◆ Exercise description
Reproduce the stretch of lines from the line containing "The endpoint marks every instance of the white cloud" through the line containing "x=290, y=153", both included, with the requests kept as they are, and multiply every coordinate in the answers by 0.5, rounding to whole numbers with halves rounded up. Give only those lines.

start

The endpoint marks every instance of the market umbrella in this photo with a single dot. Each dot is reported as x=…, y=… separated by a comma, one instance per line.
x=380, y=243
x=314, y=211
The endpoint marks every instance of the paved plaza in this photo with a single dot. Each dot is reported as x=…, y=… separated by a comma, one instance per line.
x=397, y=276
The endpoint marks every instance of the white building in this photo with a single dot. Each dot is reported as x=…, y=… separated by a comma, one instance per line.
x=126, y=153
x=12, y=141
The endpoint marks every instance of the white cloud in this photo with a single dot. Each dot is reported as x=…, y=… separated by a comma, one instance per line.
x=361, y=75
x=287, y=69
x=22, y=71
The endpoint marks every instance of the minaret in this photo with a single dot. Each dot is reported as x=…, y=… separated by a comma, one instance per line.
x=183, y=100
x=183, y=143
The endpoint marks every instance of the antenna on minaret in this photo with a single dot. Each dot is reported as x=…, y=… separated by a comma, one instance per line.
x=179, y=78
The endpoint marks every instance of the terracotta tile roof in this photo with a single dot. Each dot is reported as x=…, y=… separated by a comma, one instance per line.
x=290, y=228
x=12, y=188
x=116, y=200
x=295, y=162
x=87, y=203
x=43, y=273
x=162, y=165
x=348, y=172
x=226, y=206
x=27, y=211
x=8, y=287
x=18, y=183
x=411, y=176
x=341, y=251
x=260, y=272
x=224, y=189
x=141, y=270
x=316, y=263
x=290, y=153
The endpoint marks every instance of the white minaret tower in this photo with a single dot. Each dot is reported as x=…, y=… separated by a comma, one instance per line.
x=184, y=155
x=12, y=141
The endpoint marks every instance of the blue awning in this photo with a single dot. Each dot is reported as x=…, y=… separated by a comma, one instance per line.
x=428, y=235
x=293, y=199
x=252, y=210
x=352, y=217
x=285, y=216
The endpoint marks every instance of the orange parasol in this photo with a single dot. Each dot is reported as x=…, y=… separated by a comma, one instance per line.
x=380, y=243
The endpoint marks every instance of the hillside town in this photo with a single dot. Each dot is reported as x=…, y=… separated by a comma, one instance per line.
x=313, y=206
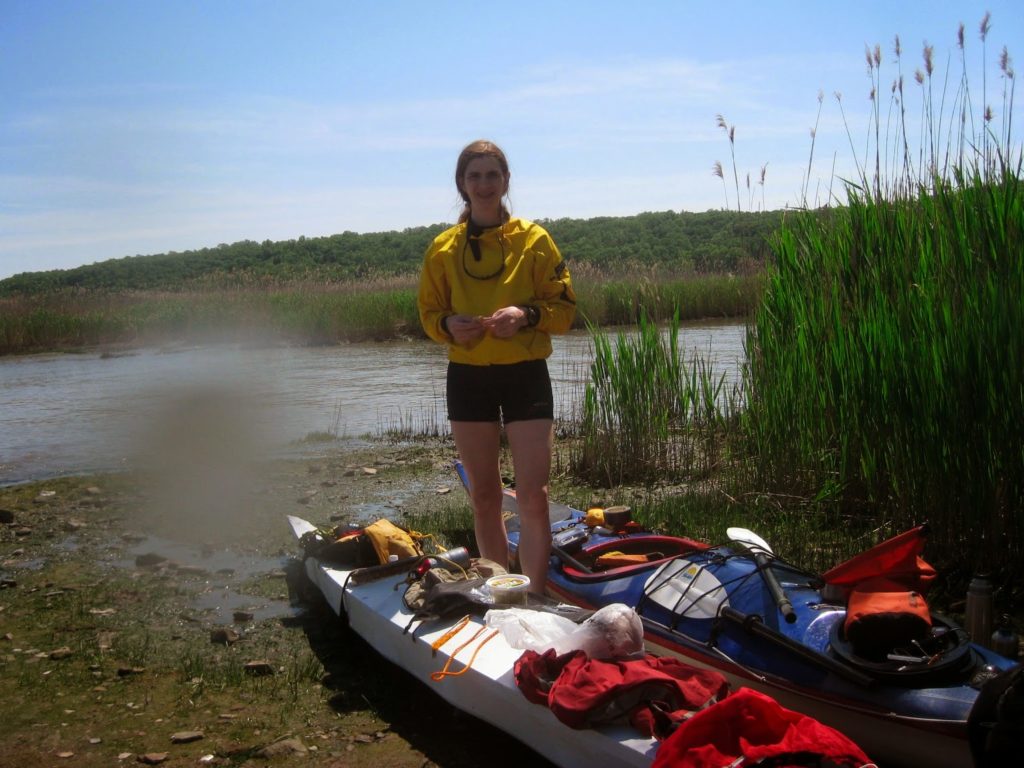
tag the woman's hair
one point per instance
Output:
(479, 148)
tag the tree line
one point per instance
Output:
(714, 242)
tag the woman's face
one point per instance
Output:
(485, 184)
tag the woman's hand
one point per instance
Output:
(505, 322)
(465, 329)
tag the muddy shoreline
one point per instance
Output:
(159, 634)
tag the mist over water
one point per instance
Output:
(204, 410)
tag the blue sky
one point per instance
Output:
(145, 126)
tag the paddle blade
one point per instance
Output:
(749, 539)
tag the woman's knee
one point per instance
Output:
(532, 501)
(486, 502)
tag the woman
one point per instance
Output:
(494, 289)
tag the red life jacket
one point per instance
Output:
(651, 693)
(751, 728)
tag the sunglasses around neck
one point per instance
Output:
(480, 265)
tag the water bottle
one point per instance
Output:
(1005, 641)
(979, 610)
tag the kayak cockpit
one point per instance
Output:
(616, 557)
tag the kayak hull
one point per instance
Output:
(486, 689)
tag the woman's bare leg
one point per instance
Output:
(530, 443)
(478, 443)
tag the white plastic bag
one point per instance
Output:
(612, 632)
(530, 630)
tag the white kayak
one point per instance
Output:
(486, 689)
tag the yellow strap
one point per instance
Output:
(438, 676)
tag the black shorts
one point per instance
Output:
(517, 391)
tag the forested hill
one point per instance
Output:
(711, 242)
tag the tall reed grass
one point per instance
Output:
(886, 371)
(646, 415)
(885, 377)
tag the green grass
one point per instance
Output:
(321, 312)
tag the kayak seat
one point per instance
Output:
(621, 557)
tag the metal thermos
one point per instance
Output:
(979, 610)
(1006, 642)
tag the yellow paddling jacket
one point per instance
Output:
(516, 264)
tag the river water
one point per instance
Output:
(68, 414)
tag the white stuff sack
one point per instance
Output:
(612, 632)
(530, 630)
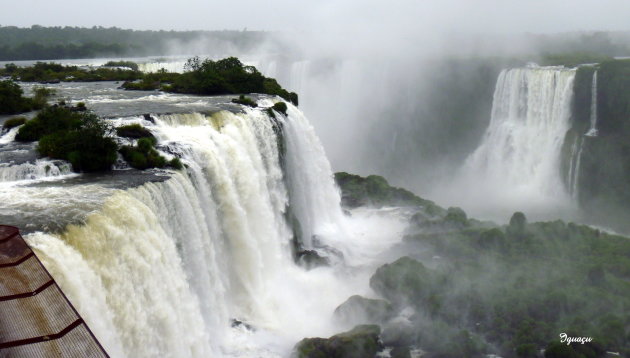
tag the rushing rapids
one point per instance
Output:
(198, 263)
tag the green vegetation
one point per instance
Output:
(280, 107)
(53, 72)
(78, 137)
(226, 76)
(134, 131)
(129, 64)
(374, 190)
(246, 101)
(511, 290)
(144, 156)
(361, 342)
(46, 43)
(13, 122)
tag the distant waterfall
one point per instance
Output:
(160, 270)
(592, 131)
(41, 169)
(578, 145)
(574, 165)
(517, 164)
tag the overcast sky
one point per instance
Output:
(329, 15)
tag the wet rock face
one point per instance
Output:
(360, 342)
(361, 310)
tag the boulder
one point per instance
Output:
(360, 342)
(361, 310)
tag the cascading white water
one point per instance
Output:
(574, 165)
(578, 145)
(41, 169)
(517, 164)
(592, 131)
(161, 269)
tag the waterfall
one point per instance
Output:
(315, 200)
(592, 131)
(160, 270)
(517, 164)
(41, 169)
(578, 146)
(574, 166)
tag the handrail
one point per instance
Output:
(10, 240)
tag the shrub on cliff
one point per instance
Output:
(144, 156)
(86, 143)
(246, 101)
(13, 122)
(226, 76)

end

◆ Response to the exercise
The endpoint marks every instance of the white cloud in this photo with a single dot. Each dot is reported as x=…, y=… separated by a comma, one instance per line.
x=181, y=38
x=144, y=35
x=11, y=36
The endpoint marks every instance of the minaret in this photo with a single dot. Each dot is reported as x=…, y=… separated by a comma, one instance per line.
x=92, y=50
x=92, y=72
The endpoint marks every instance of the antenna on minaret in this photo with a single dot. Each dot is reported as x=…, y=… separated by a comma, one instance per line.
x=90, y=39
The endpoint marks every instance of the terracotta tile roof in this photo with a single dot. Each dot is reported as x=…, y=… separated by a comma, one instance per line.
x=145, y=114
x=6, y=94
x=58, y=100
x=148, y=81
x=44, y=102
x=22, y=137
x=81, y=83
x=174, y=86
x=113, y=103
x=14, y=106
x=4, y=144
x=9, y=92
x=206, y=88
x=171, y=126
x=130, y=136
x=112, y=95
x=71, y=135
x=158, y=132
x=145, y=77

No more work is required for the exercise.